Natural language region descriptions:
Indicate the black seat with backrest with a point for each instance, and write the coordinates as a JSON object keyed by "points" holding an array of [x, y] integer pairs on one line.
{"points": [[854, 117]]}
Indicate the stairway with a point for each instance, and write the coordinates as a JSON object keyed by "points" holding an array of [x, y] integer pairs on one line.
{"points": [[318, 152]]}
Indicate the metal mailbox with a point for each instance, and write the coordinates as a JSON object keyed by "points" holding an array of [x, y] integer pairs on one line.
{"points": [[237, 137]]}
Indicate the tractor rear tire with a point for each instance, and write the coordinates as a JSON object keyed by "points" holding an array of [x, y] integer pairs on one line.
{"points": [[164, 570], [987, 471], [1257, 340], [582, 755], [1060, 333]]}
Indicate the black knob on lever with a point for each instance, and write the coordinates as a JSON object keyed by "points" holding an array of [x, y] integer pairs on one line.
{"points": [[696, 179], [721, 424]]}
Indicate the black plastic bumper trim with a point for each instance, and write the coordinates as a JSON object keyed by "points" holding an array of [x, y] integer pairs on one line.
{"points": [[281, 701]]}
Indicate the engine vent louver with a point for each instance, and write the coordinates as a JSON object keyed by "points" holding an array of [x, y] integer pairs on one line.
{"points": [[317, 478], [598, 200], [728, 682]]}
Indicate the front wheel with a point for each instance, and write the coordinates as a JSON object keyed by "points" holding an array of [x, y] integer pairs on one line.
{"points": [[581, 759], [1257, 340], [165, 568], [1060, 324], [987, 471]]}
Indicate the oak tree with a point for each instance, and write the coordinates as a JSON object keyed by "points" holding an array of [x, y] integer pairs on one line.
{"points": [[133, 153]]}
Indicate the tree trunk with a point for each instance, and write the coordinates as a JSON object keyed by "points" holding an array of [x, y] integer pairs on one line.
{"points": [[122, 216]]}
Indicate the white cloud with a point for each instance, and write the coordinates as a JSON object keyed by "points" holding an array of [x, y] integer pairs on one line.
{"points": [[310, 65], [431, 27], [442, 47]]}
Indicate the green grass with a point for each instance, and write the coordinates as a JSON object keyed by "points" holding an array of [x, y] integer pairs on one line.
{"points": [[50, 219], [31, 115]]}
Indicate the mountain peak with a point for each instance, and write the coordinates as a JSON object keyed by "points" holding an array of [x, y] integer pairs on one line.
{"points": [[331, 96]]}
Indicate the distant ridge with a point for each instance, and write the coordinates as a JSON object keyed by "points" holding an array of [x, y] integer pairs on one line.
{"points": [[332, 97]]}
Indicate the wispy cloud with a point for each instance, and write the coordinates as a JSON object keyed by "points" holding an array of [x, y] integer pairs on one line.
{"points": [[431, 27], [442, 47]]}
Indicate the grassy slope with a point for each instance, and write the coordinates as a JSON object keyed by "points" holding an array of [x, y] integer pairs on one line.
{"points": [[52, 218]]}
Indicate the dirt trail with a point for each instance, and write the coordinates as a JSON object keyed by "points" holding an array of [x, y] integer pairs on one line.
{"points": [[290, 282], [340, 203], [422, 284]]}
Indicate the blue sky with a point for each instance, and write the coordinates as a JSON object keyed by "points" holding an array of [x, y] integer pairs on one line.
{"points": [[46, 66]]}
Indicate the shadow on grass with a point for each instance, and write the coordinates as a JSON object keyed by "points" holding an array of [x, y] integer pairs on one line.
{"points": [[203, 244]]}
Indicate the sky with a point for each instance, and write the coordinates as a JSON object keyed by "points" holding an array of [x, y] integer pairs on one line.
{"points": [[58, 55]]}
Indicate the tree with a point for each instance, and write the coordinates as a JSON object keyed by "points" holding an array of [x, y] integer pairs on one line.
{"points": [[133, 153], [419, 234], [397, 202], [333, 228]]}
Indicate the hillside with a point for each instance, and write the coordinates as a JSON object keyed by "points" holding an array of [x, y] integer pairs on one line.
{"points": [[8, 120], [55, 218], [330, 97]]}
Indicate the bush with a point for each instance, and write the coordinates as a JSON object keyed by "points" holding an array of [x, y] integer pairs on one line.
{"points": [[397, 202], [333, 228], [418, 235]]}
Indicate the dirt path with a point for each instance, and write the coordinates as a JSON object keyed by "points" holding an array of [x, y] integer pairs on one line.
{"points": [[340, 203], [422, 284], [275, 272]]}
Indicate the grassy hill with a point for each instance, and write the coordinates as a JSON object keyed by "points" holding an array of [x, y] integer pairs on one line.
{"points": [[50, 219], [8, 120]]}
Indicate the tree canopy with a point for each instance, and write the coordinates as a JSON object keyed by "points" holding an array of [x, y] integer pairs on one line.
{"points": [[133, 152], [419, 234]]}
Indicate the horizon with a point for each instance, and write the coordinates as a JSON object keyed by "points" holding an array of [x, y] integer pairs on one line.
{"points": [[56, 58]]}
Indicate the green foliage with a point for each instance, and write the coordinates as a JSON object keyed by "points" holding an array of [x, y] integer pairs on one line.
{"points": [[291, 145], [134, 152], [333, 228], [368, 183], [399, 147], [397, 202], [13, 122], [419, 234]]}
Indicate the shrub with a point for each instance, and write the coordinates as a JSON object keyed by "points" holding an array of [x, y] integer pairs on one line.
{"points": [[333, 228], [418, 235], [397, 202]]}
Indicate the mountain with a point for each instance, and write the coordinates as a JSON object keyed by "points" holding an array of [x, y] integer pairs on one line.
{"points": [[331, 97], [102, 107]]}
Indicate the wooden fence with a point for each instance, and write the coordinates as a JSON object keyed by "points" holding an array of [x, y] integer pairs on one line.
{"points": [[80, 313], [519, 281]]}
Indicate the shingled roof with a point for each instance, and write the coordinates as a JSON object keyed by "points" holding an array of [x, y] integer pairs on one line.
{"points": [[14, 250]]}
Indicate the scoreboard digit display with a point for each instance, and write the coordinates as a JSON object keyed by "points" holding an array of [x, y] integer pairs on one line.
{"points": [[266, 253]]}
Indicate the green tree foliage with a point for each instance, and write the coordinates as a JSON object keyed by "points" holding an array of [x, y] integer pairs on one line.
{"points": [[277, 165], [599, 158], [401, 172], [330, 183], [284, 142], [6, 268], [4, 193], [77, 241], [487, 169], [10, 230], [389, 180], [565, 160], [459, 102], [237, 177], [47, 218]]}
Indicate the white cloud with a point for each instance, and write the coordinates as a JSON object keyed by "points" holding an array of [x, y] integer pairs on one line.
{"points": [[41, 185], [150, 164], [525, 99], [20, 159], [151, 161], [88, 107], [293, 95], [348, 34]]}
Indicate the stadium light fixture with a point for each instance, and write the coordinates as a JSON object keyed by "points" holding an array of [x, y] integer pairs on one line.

[Assigned task]:
Restate every entry exactly. Leave nothing out.

[Response for this exercise]:
Indicate the black seat with backrest with a point for each instance, and write the coordinates as a JSON object keyed by "points" holding an array of [x, y] integer pairs on one line.
{"points": [[854, 117]]}
Indicate the stairway with a point for each instance, and write the coordinates as a JSON object keyed by "points" holding an array of [x, y] integer pairs on one line.
{"points": [[318, 152]]}
Indicate the metal mailbox with a point for each instance, and write the coordinates as a JSON object keyed by "points" holding an array of [x, y] integer pairs on one line.
{"points": [[237, 137]]}
Indicate the tractor rear tire with a point for each instance, and write the coordinates as a JSON object keyed by "points" holding an array of [x, y] integer pairs on one line.
{"points": [[164, 570], [987, 471], [1257, 340], [582, 755], [1060, 333]]}
Indicate the black knob on lever with a point for each instance, and write the coordinates as a JSON object keyed by "points" holding an array of [x, y] integer pairs on one line.
{"points": [[696, 179], [721, 424]]}
Indicate the black plastic bumper trim with a point for each instance, and write the coordinates as a JSON object keyed by "points" holding an array of [x, y] integer pairs on one line.
{"points": [[281, 701]]}
Indicate the engine vent louver with a point for each instance, and write the coordinates as a JSON object keyed by "points" holding an array of [x, y] integer pairs on one line.
{"points": [[317, 478], [598, 200], [728, 682]]}
Indicate the front wheel with a point for each instance, and write the coordinates as a JSON object keyed by "points" holding an array of [x, y] integer pairs on one line.
{"points": [[581, 759], [1257, 340], [165, 568], [1060, 324], [987, 471]]}
Indicate the oak tree with a point for each instance, and write the coordinates as a JSON object keyed by "points" holding an array of [x, y] integer pairs on one line.
{"points": [[133, 153]]}
Indicate the tree trunk with a point for each instance, and write the coordinates as a JSON object keyed by "points" holding an array of [x, y] integer pairs on one line.
{"points": [[122, 216]]}
Indicate the white cloud with a point for each instance, and write the coordinates as a JSON object keyed by "points" holding an array of [x, y] integer pairs on one line.
{"points": [[310, 65], [431, 27], [442, 47]]}
Indicate the green grass with a point for each instance, and write the coordinates as a JSON object keyed by "points" holding an array of [x, y] integer pairs on one line.
{"points": [[50, 219], [31, 115]]}
Indicate the mountain peak with a point for each instance, and write the coordinates as a JSON object keyed by "points" holding an array of [x, y] integer pairs on one line.
{"points": [[331, 96]]}
Indicate the distant ridge with a point for each instance, and write the coordinates as a JSON object keyed by "points" holding an array of [x, y] integer pairs on one line.
{"points": [[332, 97]]}
Indicate the wispy cloud with a point for each instance, and write the coordinates as a JSON object keyed by "points" holding an array of [x, y] integer pairs on one line.
{"points": [[431, 27], [442, 47]]}
Indicate the grassy slope with a point for each instance, and write the coordinates as a JSON object keyed by "points" holding an array of [x, y] integer pairs on one line.
{"points": [[52, 218]]}
Indicate the dirt trail with a point for each instance, and write the coordinates as a JSON object keyed by "points" holding an array of [x, y] integer pairs on one line.
{"points": [[290, 282], [340, 203], [422, 284]]}
Indicate the blue sky with a point for each instance, and write the coordinates as a JSON object keyed by "points" holding an array of [x, y] integer pairs on one line.
{"points": [[46, 66]]}
Indicate the shadow on grass with a point for each instance, and write the coordinates as a JSON object keyed by "points" holding an array of [x, y] integer pairs on one line.
{"points": [[203, 244]]}
Indicate the sky with a point for each instance, and write the coordinates as a JSON object keyed by "points" holding an array of [x, y] integer pairs on one line.
{"points": [[58, 55]]}
Indicate the tree with a point for each instance, and write the coordinates as a JSON object keyed by "points" holding an array of [x, y] integer pairs on one line.
{"points": [[133, 153], [419, 234], [397, 202], [333, 228]]}
Indicate the hillside with a point for each instance, and write the coordinates as a JSON object keyed by "points" holding an array of [x, y] integer pairs on one line.
{"points": [[8, 120], [55, 218], [330, 97]]}
Indicate the bush with a point for each instance, and write the coordinates as a JSON object keyed by "points" holding an array of [x, y] integer pairs on one line.
{"points": [[397, 202], [333, 228], [418, 235]]}
Indicate the dirt path with a point for each instance, and write the coordinates as a JSON object keyed by "points" holding an array of [x, y] integer pairs on one line.
{"points": [[340, 203], [422, 284], [275, 272]]}
Indicate the grassy hill with a point for each instance, and write the coordinates as a JSON object keyed by "points" holding an array of [x, y] integer pairs on one line.
{"points": [[50, 219], [8, 120]]}
Indicate the tree canopy with a point for each instance, and write the coordinates as a JSON object keyed by "points" holding an array of [x, y] integer pairs on one line.
{"points": [[133, 152], [419, 234]]}
Indicate the horizon with a point for each instance, and write the coordinates as a JSON object keyed by "points" holding an array of [x, y] integer pairs on one line.
{"points": [[56, 58]]}
Indicate the green foliage with a point for each instance, and write the coordinates as a JSON object keyed by "points" holding an array of [x, y] integer pairs on one line.
{"points": [[291, 145], [134, 152], [333, 228], [368, 183], [399, 147], [397, 202], [13, 122], [419, 234]]}
Indicate the shrub with a point for each instance, and write the coordinates as a JSON object keyed by "points" holding an array of [x, y] integer pairs on one line.
{"points": [[333, 228], [418, 235], [397, 202]]}
Indicate the mountain with a point for each instance, and write the coordinates as a JSON object keyed by "points" holding an array of [x, y] integer pairs on one line.
{"points": [[331, 97], [102, 107]]}
Indicate the wooden fence with a point for each instance, and write the coordinates as a JSON object keyed by "points" holding an array of [x, y] integer pairs on one line.
{"points": [[80, 313], [519, 281]]}
Indicate the shingled roof with a point for each instance, and write the coordinates as a JSON object keyed by "points" holding an array of [x, y] integer pairs on one line.
{"points": [[14, 250]]}
Indicate the scoreboard digit display with a point for each instance, and write the coordinates as a JSON object keyed by "points" holding an array of [x, y] integer pairs on one line.
{"points": [[266, 253]]}
Indicate the green tree foliage with a point for each instance, and write the coordinates as a JSON object keyed by "points" holding an array of [x, y] integer pairs on one line.
{"points": [[277, 165], [599, 158], [401, 172], [330, 183], [284, 142], [6, 268], [4, 193], [77, 241], [487, 169], [10, 230], [389, 180], [565, 160], [459, 102], [237, 177], [47, 218]]}
Indicate the white cloud with a point for each instance, and write the coordinates as a JSON object keyed by "points" holding an array of [x, y] integer pairs on one line.
{"points": [[41, 185], [150, 164], [525, 99], [20, 159], [151, 161], [88, 107], [293, 95], [348, 34]]}
Indicate the stadium light fixture with a point for each instance, and write the coordinates as a JSON object keyed by "points" holding an array of [x, y] integer pairs on one line.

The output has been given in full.